--- START OF Text section ---
"Normative (B)Orders. Migration and Citizenship in a Time of Crisis" - 9th International Annual Conference
Thursday, November 24th 2016, 5 pm - 7 pm
Prof. Dr. Ayelet Shachar (Director at the Max Planck Institute for the Study of Religious and Ethnic Diversity, Göttingen)
The recent wave of migrants desperately seeking European shores provokes some of today’s most urgent, profound, and arduous questions: Is it legitimate for states to exclude non-members? If so, on what basis? Which normative orders and sources of law can be invoked in protectionseeking claims against governments jealously guarding citizenship and immigration laws as the “last bastions of sovereignty?” Rather than rehearse the contentious binaries of familiar debates — sovereignty and human rights, security and freedom, national interests and transnational obligations — Ayelet Shachar turns to investigate the simultaneous expansion and contraction, both spatial and conceptual, of shifting borders. By contorting admission requirements, governments selectively manage migration by “stretching outward” or “bleeding inward,” making entry smoother and faster for a few, while increasingly restrictive and regulated for the many. Against this backdrop, Shachar traces the contours of Olympic Citizenship, the emergent regime of governing access to membership which defies the predictions of both globalists and statists. Relating to the current situation in Europe, she argues, a new paradigm through which to re-conceptualize territoriality, sovereignty, and the spatial reach of human rights protections must be adopted in order to resist the perplexing power held by the everywhere-and-nowhere logic of the shifting border of migration regulation.
--- END OF Text section ---
--- START OF Collected material ---
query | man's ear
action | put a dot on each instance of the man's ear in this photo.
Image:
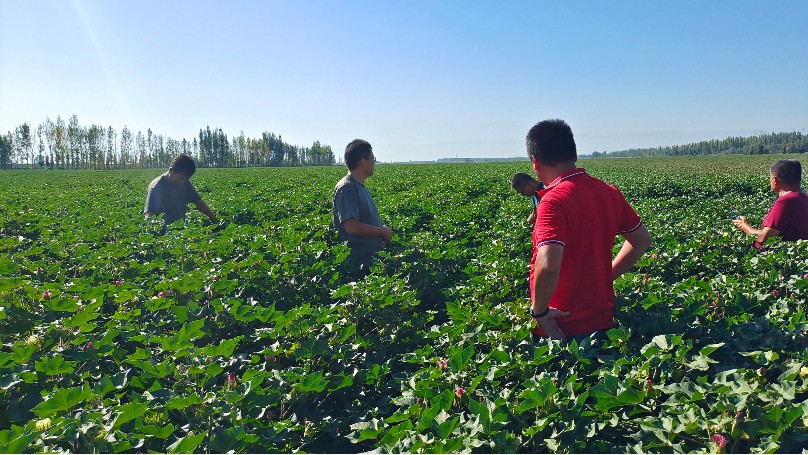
(535, 163)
--- END OF Collected material ---
* _Required work_:
**1)** Translate this sentence from the conference announcement into Spanish: "Against this backdrop, Shachar traces the contours of Olympic Citizenship, the emergent regime of governing access to membership which defies the predictions of both globalists and statists."
**2)** According to the conference announcement, which institute does Ayelet Shachar direct?
**3)** Write the next few sentences of the conference announcement, following on from its final sentence.

* _Expected results_:
**1)** En este contexto, Shachar traza los contornos de la Ciudadanía Olímpica, el régimen emergente de gobierno del acceso a la pertenencia que desafía las predicciones tanto de los globalistas como de los estatistas.

**2)** The Max Planck Institute for the Study of Religious and Ethnic Diversity, Göttingen.

**3)**
CV
Ayelet Shachar is Director at the Max Planck Institute for the Study of Religious and Ethnic Diversity, Göttingen, where she heads the Ethics, Law, and Politics Department. Previously, she held the Canada Research Chair in Citizenship and Multiculturalism at the University of Toronto Faculty Law, and was also the Leah Kaplan Visiting Professor in Human Rights at Stanford Law School and the Jeremiah Smith Jr. Visiting Professor at Harvard Law School. Her research focuses on citizenship theory, immigration law, cultural diversity, and new regimes of human mobility and inequality. Shachar is the author of Multicultural Jurisdictions: Cultural Differences and Women’s Rights (Cambridge); The Birthright Lottery: Citizenship and Global Inequality (Harvard); and Olympic Citizenship: International Migration and the Global Race for Talent, to be published by Oxford. She is the recipient of scholarly excellence awards in three different countries (Canada, Israel, and the United States). In 2014, Shachar was elected Fellow of the Royal Society of Canada. In 2015, she joined the Max Planck Society.
Audio:
Billdergalerie:
Goethe-Universität Frankfurt am Main, Campus Westend
Max-Horkheimer-Str. 2
Gebäude "Normative Ordnungen", EG 01 und EG 02
Presented by:
Cluster of Excellence "The Formation of Normative Orders"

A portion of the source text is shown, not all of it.